— START Extracted records —

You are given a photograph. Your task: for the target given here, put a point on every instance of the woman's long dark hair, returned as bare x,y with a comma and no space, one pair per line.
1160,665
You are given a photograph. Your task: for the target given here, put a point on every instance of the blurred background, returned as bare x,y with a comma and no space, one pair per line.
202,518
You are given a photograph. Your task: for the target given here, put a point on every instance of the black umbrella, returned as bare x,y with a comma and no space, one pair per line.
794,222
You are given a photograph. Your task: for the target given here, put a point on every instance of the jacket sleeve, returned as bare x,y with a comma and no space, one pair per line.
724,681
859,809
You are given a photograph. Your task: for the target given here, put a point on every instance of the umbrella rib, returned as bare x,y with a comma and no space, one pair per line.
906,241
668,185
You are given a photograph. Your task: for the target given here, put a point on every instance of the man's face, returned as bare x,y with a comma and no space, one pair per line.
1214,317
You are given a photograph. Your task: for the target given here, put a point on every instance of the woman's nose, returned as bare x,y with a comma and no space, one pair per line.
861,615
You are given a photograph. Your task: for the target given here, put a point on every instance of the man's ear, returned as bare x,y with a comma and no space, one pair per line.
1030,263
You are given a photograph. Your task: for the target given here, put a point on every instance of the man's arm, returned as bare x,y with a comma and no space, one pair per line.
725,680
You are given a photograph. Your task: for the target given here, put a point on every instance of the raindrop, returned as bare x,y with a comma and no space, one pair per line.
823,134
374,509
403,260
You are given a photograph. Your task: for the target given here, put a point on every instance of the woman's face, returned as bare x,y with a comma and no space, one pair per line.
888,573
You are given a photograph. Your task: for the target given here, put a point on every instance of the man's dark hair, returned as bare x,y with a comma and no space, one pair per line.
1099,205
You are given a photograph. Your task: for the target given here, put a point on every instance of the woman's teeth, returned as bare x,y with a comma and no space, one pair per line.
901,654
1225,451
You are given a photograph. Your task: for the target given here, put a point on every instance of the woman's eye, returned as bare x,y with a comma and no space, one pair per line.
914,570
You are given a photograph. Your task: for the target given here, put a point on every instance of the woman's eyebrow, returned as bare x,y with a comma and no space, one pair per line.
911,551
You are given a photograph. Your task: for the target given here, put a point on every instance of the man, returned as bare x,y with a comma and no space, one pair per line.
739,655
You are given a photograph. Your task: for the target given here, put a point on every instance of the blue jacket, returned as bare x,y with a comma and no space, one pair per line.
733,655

— END Extracted records —

Exercise brief - Render every line of the records above as a numbered list, leaving out any blank lines.

Task answer -
1. You are given a photograph. Your task: for the target given here, put a point on every instance of the woman's long dark hair, returned as bare x,y with a comma and no space, one pair per line.
2. 1160,665
3. You are given a photograph. Your task: for the target given here, put a point on every instance of the blurred background, returned as bare x,y with a comma and no space, one pair per line.
4. 202,518
5. You are given a photograph. Your task: for the target given here, put a point on every instance of the black umbrella, returned as bare x,y with a comma and no space, one pair per line.
6. 794,222
7. You are given a photograph. Your task: for the target given here, put a point on every instance of the jacket sleeve, returned as bare x,y with a comma and no space, one pair per line.
8. 724,681
9. 859,809
10. You are given a photograph. Your task: for the target given here, put a point on every instance of the umbrella rib, returned as bare x,y with a comma and no space, one pair per line.
11. 906,241
12. 668,185
13. You are given a photograph. Your task: for the target given here, put a point on every instance of the man's face, returned as bare x,y with a comma and no space, one pair per line.
14. 1214,317
15. You are given a photograph. Your task: for the target given here, put a point on every instance of the woman's nose, returned as bare x,y with a comma and no space, one pair per line.
16. 861,615
17. You are given a photograph. Your task: for the target given here, put a point on every instance of the man's ear, returned as bare x,y with a comma and no space, one pair per line.
18. 1030,263
19. You are given a photograph. Your task: for the target given here, put a point on every instance of the man's arm, returned as bare x,y with a comma and no space, one pair per line.
20. 725,680
21. You are given a photograph. Your task: for the target given here, put a point on every instance of the raindrop, returned as bare x,y with a comma and no space, one pair per line.
22. 823,134
23. 374,509
24. 403,260
25. You are given a photograph. Your task: for the target given here, put a point on every instance of the woman's face, returned as bare x,y with a comma and no space, one pair per line.
26. 888,573
27. You are given a photograph. Your task: for the target given here, put a point on every instance of the man's dark hair, returned as bare x,y with a comma and no space, one pair per line.
28. 1099,205
29. You are given a photograph. Your task: for the target given here, put a point on every instance of the woman's teeth, returned as bare x,y with a comma and no space, one pair per line.
30. 901,654
31. 1225,451
32. You are given a photograph. Your task: for the target given here, put a point on every instance of the woman's eye, returned as bare x,y with a comma and no space, one pair per line.
33. 914,570
34. You are given a photograph. Your task: for the target given here, put a point on every instance of the woman's eyebrow, returned as bare x,y with a comma and no space, one pair per line.
35. 911,551
36. You are given a photograph. Your task: for the target given here, put a point on every instance of the man, returned as bare x,y with a comma and no space, one pair per line.
37. 739,655
38. You are given a photograph. Your task: for the target given here, put a point on every instance of the blue jacket, returned as bare x,y with a comma and no space, one pair per line.
39. 733,655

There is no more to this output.